*Exercises*.
1 - In the article on the International Socialist Network, in what year did that group break away from the Socialist Workers Party?
2 - Name every anarchist group that the article on the International Socialist Network says the ISN wanted to "reach out" to.
3 - Take the article on the International Socialist Network's decline further, picking up after its last sentence.

*Source document*.

ISN: Not waving, but dying
All the hype has come to nought, says Daniel Harvey
The International Socialist Network, which broke away from the Socialist Workers Party in 2013, has been in a process of seemingly terminal decline ever since it came into being. With Richard Seymour at the helm at first, it planned a major regroupment on the left, pulling in Socialist Resistance and the Anti-Capitalist Initiative, and then later the second SWP split, Revolutionary Socialism in the 21st Century. Workers Power was involved too. The ISN also wanted to “reach out” to anarchist groups - Plan C, Solidarity Federation and even the Industrial Workers of the World.
At the time various members claimed that the new organisation could become the biggest on the left, ahead of the SWP. But the eclecticism was dazzling and there was a lot of hype. The near incessant rhetoric about overcoming the deficiencies of the rest of the left groups, only ever referred to as “sects”, whether that was deserved or not, has been constant.
Richard Seymour and the rest of the right wing then peeled off earlier this year over the infamous ‘racist chair’ controversy. In reality, a split was probably inevitable, as the politics of the tendency he represented had lost key decisions within the organisation and was unable to unite the ISN. Since then comrade Seymour has been denied membership of RS21, and basically seems to have left organised politics in pursuit of a media and publishing career.
The ACI, meanwhile, managed to abortively liquidate itself into the ISN (although its Manchester branch refused to go along with this) and now none other than Simon Hardy (ex-Workers Power, ex-ACI) is national secretary. The title sounds quite grand, but the steering committee he heads has little authority to do anything - although less than diplomatic comrades might remark that this hardly matters, because comrade Hardy’s politics are so indecisive anyway.

*Given data*.
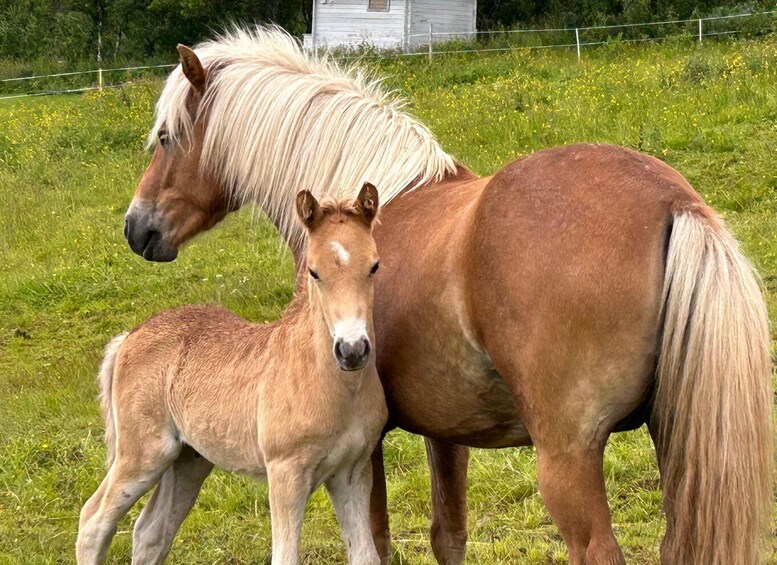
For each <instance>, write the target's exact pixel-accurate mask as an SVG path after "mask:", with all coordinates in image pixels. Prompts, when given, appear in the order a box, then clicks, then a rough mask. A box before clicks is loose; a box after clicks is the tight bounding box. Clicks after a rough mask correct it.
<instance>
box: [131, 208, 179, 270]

*Expected outputs*.
1 - 2013

2 - Plan C, Solidarity Federation, Industrial Workers of the World

3 -
However, in the latest ISN internal bulletin he has come up with a few pointers as to where he thinks the group should be going.1 Although his article is supposedly a joint piece with another comrade, Mark Boothroyd, it is all written in the first person. The first subheading is, “What’s the point of the IS Network?” A question many have been asking from the start. Comrade Hardy notes: “The IS Network hasn’t clearly elaborated what its point is.” Quite. He goes on: “Irrespective of what labels are used, the IS Network clearly needs a purpose.” Once again, you cannot help but agree. It needs “a clearly understandable raison d’être to mark it out from other left projects; otherwise it’s simply duplicating organisation and work - all tactics and no strategy - which ultimately is a waste of activists’ time and energy”.
None of this is exactly a ringing endorsement of the project in its current state. It is safe to say that if a leader of any other left organisation was making these kinds of statements to their members, we would assume it was pretty close to collapse. Anyhow, comrade Simon (and not forgetting comrade Mark) have got some ideas: “Our task is to rebuild working class organisation, whether in the form of trade unions, community organisations, mutual-aid organisations or campaign groups,” they say. Leaving aside the platitudinous nature of this statement, that sounds like an awful lot of work for such a tiny group to me.
But they do manage to recognise that they cannot do all of that on their own. They need to work in “broader formations” like the People’s Assembly and Left Unity. The latter is marked out as a key site of intervention at present. We agree, but the question has to be, what politics do you fight for in a group like LU? “The IS Network can and should play a key role in cohering the radical and revolutionary left of the party,” says comrade Hardy - after all, “socialism is key”. So should the IS Network support the LU Communist Platform, refound the Socialist Platform or set up an entirely new tendency in Left Unity? We are not told.
That may seem quite bizarre, but the fact is the vast majority of the group want it to remain a loose network of activists, in which everyone can do their own thing. The advice from Kris Stewart may be extreme, but in a way is typical - “embrace the network,” and in that spirit he says “smash the steering committee”.2 In view of such anarchistic sentiment, any attempt by anyone to come up with a line of march for the ISN will be just pissing in the wind. But Simon and Mark ultimately collapse back into the default mode of the declining left: seeing as actual politics is divisive and no-one takes it seriously any more, what the ISN really needs to be doing is building campaigns, and working to ensure Left Unity is primarily a campaigning organisation - on austerity, living wage, the bedroom tax ... No sign of “duplicating organisation and work” there.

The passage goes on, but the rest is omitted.